→ **To be done**
Can you copy, word for word, the passage of the article on Fr Henryk Borynski's disappearance from "Irena Beck, affectionately" to "Little Horton Lane."?

→ **Excerpt provided**
* BEGIN *

A brave priest’s disappearance still haunts Britain’s Poles
A story needs an ending. Until we reach its final sentence we watch and wait for the peace that comes from knowing.
My mother was born eight days after Fr Henryk Borynski vanished. They never met, but like many children born to Polish immigrants in Bradford during the 1950s, she knows by heart the beginning of Fr Borynski’s story, but not the final chapter.
Irena Beck, affectionately known to my mother as Ciocia – “auntie” in Polish – was one of the last people to see Fr Borynski on the day of his disappearance. The priest had arrived in England with the Polish Second Corps in 1946. He was discharged three years later and appointed as chaplain to Bradford’s Polish community in October 1952.
Polish priests were not housed inside their local Catholic church at the time, so Fr Borynski led a peaceful existence, lodging with Ciocia and her husband, Colonel Beck, at 82 Little Horton Lane.
When the telephone rang on the evening of July 13 1953, Fr Borynski beat her to it. He cupped his hand over the receiver, replying in a strange, clipped style.
Ciocia sensed the call was private and left the room. Leaving the door ajar, she heard Fr Borynski say in Polish “OK, I’ll go”, before replacing the handset.
Taking his hat and his coat he told her he was going out and that he was not sure what time he would return. Ciocia never saw him again.
Fr Borynski’s disappearance made an enduring impact on Bradford’s Polish community. In an article for the Polish magazine Biblioteka Kultury, published eight years after he vanished, Fr Borynski was described as “a truly unique character”. The magazine praises him for his dynamism and versatility – traits similar to those of another Polish priest, who later became Pope – and it describes how Fr Borynski could turn his hand to writing an academic paper as effortlessly as he could turn his feet to kicking a ball.

* END *

→ **Supplied material**

* BEGIN *

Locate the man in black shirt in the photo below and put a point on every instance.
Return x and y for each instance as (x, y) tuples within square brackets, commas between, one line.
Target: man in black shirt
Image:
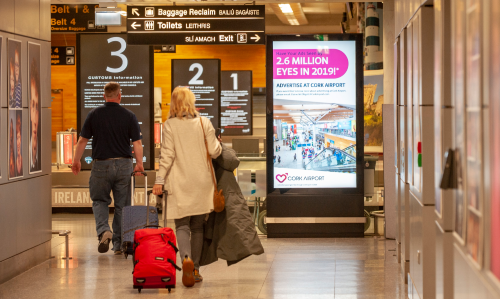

* END *

→ **Full output**
Irena Beck, affectionately known to my mother as Ciocia – “auntie” in Polish – was one of the last people to see Fr Borynski on the day of his disappearance. The priest had arrived in England with the Polish Second Corps in 1946. He was discharged three years later and appointed as chaplain to Bradford’s Polish community in October 1952.
Polish priests were not housed inside their local Catholic church at the time, so Fr Borynski led a peaceful existence, lodging with Ciocia and her husband, Colonel Beck, at 82 Little Horton Lane.